PROBLEM DESCRIPTION:
List every line in the records below that contains the string "pocket". Case counts.

AVAILABLE DATA:
begin

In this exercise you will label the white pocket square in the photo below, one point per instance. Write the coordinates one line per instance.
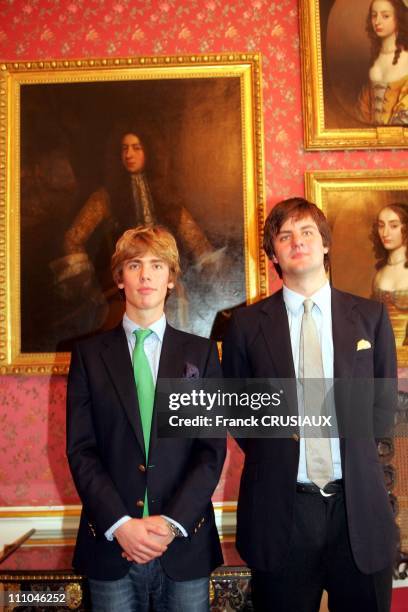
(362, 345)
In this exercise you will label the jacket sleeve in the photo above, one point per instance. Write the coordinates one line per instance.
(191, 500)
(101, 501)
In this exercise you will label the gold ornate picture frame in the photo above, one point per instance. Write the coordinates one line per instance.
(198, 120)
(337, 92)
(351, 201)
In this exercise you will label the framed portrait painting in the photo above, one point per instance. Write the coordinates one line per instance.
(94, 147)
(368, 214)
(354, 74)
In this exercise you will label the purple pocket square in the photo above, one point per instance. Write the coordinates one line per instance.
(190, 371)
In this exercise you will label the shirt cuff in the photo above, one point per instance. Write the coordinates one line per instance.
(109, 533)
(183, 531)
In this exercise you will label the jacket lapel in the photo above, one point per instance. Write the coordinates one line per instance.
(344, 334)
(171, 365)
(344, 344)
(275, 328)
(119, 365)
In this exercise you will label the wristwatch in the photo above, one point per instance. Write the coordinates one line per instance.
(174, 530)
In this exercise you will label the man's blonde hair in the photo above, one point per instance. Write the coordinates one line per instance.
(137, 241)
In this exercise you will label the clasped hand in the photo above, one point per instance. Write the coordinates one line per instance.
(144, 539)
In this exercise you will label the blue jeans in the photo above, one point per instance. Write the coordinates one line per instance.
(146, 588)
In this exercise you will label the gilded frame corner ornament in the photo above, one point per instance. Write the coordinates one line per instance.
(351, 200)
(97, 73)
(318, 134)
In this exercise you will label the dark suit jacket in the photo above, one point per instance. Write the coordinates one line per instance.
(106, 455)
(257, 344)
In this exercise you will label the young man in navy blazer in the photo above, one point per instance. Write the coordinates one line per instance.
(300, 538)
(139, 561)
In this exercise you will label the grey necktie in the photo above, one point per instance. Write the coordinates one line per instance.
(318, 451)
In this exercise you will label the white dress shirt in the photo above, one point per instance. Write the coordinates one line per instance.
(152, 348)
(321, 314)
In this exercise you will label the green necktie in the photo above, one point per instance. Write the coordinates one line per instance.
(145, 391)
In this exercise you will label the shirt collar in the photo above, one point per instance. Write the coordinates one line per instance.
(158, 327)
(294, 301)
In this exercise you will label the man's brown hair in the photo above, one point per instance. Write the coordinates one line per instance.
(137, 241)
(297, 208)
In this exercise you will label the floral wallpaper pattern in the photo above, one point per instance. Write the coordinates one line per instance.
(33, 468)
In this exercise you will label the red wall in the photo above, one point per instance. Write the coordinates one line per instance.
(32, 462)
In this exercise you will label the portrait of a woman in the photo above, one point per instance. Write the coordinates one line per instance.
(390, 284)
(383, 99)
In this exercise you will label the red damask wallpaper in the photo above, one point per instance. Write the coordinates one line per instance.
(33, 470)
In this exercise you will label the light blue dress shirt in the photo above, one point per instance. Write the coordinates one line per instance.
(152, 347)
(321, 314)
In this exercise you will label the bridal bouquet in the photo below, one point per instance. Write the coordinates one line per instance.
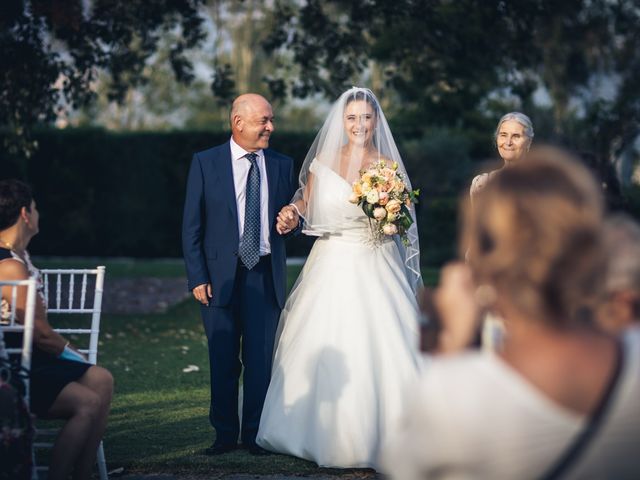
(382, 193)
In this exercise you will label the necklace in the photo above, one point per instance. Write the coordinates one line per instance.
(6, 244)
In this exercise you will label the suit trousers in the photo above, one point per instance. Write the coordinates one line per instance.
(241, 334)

end
begin

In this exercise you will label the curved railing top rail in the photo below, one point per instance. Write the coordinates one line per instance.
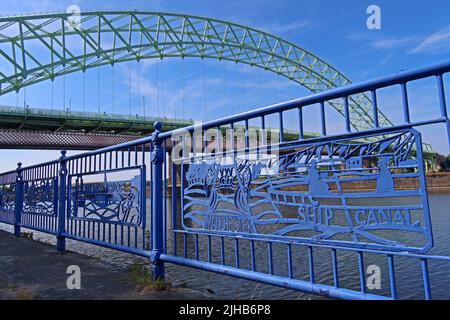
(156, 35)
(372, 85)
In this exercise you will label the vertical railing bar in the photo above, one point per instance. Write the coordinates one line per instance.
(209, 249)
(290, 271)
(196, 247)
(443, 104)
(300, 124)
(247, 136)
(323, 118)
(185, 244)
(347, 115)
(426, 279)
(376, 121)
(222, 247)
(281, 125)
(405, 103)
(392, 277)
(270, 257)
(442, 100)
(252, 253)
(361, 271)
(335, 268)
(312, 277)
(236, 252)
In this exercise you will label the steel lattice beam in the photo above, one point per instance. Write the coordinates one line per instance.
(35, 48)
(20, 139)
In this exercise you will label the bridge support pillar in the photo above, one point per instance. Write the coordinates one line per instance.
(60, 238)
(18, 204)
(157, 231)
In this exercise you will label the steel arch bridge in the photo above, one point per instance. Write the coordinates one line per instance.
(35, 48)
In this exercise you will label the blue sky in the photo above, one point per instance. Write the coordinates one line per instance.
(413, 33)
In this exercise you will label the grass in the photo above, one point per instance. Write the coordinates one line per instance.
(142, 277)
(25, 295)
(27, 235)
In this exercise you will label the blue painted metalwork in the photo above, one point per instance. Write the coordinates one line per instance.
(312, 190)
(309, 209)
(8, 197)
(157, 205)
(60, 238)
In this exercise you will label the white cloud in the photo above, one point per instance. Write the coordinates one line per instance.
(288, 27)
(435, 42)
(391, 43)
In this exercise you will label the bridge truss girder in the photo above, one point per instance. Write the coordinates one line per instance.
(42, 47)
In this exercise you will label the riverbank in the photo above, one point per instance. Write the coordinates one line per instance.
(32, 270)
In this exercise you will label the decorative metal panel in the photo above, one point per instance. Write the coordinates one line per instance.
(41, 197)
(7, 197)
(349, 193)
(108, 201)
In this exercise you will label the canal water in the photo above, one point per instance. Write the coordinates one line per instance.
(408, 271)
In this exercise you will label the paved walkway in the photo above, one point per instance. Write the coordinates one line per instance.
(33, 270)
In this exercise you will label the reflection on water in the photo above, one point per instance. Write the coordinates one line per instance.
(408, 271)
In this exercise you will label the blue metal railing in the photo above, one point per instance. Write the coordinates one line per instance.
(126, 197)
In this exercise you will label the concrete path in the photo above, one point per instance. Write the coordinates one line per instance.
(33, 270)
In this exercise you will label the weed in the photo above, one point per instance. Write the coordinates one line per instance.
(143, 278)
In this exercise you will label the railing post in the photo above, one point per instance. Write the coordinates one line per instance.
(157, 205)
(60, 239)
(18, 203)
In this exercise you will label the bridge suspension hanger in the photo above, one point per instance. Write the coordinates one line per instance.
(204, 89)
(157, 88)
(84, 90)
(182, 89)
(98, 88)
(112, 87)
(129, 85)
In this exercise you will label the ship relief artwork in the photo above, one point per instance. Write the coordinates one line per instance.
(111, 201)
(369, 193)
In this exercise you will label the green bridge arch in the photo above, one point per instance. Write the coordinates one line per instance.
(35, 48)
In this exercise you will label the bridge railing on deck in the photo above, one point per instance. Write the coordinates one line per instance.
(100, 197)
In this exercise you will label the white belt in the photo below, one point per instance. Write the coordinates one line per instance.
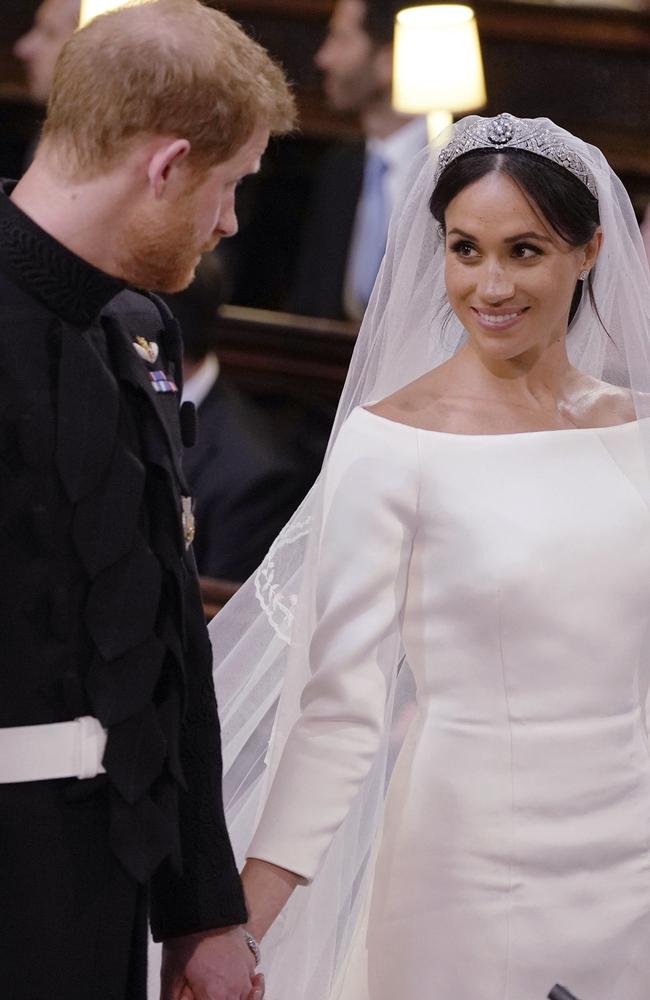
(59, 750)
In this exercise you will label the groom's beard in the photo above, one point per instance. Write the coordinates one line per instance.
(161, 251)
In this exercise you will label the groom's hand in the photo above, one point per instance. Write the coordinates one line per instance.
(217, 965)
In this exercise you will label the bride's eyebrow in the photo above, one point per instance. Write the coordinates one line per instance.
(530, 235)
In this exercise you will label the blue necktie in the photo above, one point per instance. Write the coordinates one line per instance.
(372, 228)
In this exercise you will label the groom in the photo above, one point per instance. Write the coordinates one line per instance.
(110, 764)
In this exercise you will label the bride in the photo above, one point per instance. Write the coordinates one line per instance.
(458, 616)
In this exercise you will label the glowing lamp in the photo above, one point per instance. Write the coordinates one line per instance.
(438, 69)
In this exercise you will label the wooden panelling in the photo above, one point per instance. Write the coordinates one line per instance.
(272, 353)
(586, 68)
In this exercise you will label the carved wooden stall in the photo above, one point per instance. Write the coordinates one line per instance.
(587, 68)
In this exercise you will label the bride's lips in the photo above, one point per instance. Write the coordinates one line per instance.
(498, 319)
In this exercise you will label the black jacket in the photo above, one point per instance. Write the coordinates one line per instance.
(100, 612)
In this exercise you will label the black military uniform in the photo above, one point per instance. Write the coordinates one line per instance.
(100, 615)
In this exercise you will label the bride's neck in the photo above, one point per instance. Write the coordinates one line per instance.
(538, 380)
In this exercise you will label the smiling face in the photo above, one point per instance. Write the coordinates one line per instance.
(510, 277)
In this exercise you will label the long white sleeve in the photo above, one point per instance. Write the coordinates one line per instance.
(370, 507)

end
begin

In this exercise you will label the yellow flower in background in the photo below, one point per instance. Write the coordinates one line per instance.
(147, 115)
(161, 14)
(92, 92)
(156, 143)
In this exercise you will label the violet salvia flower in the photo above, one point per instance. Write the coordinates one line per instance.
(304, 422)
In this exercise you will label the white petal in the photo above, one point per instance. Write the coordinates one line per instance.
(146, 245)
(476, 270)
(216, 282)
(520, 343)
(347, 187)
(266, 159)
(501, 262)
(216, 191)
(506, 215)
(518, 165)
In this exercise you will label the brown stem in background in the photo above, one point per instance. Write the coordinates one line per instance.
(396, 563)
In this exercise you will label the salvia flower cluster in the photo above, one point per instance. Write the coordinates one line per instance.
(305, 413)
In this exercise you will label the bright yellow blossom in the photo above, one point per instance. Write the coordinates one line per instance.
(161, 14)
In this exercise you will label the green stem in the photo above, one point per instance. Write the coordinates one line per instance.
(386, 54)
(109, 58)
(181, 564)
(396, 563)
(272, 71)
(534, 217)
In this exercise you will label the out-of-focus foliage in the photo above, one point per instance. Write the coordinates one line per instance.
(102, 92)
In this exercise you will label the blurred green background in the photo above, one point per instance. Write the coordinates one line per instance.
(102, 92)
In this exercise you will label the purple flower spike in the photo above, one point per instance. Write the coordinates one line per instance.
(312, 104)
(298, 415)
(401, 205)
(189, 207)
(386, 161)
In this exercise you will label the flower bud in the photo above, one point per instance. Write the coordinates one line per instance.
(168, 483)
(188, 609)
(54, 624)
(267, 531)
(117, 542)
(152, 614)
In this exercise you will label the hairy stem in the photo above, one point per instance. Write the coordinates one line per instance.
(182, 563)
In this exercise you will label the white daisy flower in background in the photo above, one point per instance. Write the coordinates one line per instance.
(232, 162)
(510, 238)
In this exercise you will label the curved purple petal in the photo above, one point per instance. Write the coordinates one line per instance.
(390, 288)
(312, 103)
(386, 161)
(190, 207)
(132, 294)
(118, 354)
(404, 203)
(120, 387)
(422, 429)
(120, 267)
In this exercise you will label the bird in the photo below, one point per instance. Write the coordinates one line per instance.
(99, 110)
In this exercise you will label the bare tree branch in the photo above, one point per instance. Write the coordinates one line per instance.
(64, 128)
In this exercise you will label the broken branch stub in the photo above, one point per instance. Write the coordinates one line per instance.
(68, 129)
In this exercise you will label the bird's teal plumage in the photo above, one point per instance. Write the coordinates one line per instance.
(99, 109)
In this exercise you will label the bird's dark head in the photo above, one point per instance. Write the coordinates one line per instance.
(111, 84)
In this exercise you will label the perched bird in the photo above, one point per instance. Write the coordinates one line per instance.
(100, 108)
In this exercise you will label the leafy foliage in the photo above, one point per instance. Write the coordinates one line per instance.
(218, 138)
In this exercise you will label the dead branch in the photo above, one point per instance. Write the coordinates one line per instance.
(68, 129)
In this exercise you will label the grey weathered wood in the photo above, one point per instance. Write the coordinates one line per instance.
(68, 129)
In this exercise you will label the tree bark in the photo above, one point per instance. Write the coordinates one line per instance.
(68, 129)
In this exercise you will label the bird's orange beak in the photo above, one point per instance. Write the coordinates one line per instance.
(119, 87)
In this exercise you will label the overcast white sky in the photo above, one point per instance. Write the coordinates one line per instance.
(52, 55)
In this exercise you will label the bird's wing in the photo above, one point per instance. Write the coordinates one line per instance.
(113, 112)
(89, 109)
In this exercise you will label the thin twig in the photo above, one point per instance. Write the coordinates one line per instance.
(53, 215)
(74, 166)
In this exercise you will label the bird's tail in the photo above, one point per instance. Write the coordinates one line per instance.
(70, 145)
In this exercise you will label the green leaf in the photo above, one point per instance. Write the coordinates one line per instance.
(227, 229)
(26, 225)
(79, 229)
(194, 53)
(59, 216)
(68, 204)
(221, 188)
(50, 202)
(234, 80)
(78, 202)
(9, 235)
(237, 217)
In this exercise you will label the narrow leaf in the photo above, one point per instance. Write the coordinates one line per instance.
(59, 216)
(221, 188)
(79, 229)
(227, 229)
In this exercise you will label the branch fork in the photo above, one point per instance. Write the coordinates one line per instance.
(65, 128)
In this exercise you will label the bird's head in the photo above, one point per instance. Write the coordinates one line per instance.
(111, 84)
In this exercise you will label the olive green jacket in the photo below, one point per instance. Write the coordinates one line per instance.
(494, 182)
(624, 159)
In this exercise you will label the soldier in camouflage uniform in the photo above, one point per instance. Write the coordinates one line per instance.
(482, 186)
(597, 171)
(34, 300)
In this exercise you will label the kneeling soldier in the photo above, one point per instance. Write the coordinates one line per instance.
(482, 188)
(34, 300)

end

TASK RESPONSE:
In this exercise you will label the white pocket square in the photo below, one point per instance. Write the coordinates one line per instance.
In this exercise you will label the purple pocket square in the photo above, one point per instance. Write the coordinates one line per instance.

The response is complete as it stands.